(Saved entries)
■ ■ ■ ■

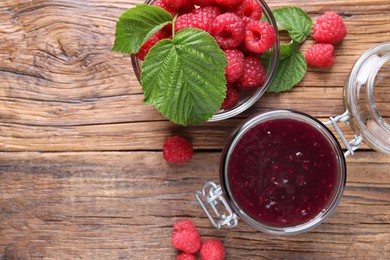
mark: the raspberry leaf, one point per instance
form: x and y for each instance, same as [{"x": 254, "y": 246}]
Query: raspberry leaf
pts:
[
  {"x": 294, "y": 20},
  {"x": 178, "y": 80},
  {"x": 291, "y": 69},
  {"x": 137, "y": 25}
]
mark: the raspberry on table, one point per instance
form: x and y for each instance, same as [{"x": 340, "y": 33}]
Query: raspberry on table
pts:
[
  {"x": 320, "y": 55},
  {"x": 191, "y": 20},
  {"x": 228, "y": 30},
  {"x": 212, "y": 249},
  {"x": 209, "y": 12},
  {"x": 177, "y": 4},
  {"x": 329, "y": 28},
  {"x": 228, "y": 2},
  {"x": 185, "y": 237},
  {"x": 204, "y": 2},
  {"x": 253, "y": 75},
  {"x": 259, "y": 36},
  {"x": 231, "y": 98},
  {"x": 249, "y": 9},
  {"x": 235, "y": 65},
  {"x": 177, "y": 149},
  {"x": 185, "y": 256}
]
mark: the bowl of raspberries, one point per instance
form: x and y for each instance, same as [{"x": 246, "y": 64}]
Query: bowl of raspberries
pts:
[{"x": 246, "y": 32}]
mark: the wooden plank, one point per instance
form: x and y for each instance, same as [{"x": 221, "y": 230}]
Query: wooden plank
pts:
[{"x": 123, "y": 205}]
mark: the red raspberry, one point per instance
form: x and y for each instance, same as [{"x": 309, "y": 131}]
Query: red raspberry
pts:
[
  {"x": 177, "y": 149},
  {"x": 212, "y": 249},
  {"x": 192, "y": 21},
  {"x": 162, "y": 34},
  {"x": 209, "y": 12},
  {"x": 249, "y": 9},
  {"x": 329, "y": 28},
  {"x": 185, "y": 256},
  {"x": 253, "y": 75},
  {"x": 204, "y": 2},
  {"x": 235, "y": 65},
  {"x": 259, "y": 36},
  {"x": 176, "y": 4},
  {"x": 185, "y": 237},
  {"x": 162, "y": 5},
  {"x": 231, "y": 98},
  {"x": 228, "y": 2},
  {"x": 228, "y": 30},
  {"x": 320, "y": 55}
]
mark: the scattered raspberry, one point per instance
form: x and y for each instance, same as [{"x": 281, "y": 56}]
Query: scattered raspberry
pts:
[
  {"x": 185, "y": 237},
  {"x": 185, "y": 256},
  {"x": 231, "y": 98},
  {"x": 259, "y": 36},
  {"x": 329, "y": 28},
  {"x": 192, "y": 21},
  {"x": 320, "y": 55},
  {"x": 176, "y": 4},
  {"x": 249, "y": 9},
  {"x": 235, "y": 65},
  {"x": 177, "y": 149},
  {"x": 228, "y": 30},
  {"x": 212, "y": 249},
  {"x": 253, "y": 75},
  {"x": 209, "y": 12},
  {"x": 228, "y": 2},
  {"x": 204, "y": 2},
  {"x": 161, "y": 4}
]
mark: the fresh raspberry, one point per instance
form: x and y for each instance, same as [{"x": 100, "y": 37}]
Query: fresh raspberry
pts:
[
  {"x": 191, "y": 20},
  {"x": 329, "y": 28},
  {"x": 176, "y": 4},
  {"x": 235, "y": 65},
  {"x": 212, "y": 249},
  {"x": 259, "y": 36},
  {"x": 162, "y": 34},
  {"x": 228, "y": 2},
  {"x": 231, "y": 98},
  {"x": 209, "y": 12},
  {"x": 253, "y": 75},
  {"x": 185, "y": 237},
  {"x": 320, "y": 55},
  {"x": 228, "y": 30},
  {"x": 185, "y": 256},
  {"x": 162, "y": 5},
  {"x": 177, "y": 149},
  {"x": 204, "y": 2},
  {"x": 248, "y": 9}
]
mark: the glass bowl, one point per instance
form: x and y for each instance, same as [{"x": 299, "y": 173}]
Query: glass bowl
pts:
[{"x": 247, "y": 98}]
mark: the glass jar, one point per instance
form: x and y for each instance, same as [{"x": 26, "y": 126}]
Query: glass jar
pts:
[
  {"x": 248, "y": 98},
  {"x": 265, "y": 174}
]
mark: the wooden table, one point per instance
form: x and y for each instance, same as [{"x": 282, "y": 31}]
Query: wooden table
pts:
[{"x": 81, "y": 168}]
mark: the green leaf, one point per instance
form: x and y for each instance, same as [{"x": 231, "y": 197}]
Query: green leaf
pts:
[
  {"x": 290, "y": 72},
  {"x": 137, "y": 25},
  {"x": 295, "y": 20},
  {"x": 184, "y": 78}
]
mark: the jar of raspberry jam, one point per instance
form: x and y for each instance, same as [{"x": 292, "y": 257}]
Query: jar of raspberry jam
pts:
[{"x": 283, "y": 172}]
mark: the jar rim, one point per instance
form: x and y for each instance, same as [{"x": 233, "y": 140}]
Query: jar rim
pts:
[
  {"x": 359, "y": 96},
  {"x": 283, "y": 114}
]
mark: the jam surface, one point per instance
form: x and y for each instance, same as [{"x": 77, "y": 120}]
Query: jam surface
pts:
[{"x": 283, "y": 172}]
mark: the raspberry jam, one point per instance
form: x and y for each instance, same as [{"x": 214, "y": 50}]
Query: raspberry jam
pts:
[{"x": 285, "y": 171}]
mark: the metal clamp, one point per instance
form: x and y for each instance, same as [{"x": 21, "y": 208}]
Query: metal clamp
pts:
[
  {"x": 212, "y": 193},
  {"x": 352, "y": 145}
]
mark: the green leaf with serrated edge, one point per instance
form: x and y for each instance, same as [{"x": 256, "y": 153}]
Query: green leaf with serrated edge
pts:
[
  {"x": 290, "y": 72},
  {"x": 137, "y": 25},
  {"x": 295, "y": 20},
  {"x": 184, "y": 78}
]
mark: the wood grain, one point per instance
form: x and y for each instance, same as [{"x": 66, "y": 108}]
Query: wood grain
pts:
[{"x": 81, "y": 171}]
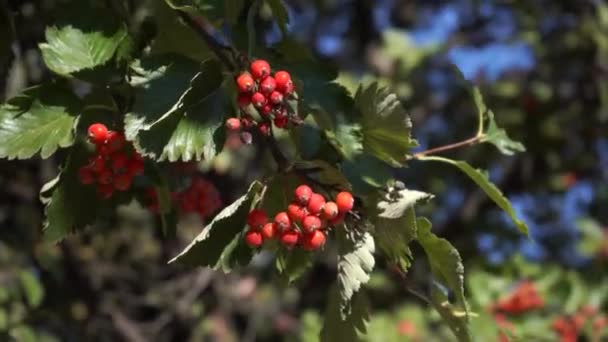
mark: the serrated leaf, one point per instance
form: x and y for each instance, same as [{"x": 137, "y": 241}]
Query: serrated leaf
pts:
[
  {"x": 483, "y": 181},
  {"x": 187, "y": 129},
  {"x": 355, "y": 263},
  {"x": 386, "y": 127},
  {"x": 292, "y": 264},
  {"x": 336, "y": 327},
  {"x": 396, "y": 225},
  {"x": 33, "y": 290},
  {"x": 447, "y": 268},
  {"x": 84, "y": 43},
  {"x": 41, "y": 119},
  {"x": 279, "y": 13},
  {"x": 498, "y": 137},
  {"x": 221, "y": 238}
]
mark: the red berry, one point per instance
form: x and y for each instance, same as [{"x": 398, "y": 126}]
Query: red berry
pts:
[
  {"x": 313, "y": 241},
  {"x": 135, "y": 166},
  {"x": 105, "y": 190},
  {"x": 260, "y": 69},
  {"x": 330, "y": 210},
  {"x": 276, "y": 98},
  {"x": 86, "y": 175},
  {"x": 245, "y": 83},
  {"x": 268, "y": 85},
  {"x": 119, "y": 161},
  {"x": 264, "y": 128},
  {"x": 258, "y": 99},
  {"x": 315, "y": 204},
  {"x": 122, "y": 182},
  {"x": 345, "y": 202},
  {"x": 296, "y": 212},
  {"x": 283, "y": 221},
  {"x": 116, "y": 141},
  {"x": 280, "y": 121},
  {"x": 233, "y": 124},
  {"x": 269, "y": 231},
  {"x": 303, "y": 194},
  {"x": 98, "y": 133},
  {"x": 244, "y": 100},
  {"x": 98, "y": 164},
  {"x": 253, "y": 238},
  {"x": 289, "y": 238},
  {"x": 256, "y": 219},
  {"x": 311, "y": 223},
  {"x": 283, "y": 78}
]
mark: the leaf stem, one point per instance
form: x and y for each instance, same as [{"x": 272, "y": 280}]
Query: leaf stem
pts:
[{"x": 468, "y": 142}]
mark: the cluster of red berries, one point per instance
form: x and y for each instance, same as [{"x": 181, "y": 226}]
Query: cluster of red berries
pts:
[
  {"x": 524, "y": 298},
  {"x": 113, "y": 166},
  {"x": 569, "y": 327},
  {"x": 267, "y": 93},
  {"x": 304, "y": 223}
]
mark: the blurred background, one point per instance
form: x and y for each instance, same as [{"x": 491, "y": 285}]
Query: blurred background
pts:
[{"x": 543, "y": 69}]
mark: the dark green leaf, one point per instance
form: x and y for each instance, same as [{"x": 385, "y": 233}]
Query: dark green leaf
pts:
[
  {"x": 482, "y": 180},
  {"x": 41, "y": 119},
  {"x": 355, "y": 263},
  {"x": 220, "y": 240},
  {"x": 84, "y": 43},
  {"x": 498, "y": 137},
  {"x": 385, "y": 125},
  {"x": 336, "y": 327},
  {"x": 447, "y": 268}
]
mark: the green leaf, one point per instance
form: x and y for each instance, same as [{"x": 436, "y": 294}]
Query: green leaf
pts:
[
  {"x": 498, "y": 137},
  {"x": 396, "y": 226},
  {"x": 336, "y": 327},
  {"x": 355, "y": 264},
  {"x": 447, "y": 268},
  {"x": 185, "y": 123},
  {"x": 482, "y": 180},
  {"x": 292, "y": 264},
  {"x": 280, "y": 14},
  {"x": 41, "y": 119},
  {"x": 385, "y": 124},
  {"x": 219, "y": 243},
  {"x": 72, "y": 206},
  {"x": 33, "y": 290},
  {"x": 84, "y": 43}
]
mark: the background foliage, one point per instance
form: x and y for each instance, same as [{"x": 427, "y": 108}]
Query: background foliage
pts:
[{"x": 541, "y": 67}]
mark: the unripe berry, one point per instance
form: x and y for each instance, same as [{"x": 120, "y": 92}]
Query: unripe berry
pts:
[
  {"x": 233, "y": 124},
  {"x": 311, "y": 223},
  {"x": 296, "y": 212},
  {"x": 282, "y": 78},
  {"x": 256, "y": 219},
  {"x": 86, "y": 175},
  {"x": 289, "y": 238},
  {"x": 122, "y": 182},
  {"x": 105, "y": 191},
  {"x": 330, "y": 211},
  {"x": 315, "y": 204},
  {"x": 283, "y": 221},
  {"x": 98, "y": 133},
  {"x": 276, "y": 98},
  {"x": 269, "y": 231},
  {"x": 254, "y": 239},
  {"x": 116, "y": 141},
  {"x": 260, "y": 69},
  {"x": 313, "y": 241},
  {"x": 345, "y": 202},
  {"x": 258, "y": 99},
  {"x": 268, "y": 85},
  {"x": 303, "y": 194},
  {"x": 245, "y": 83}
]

■ ■ ■ ■

▶ [What you should do]
Please count how many lines in the preceding records hold the word "foliage", then give only that number.

▶ [Solution for this exercise]
2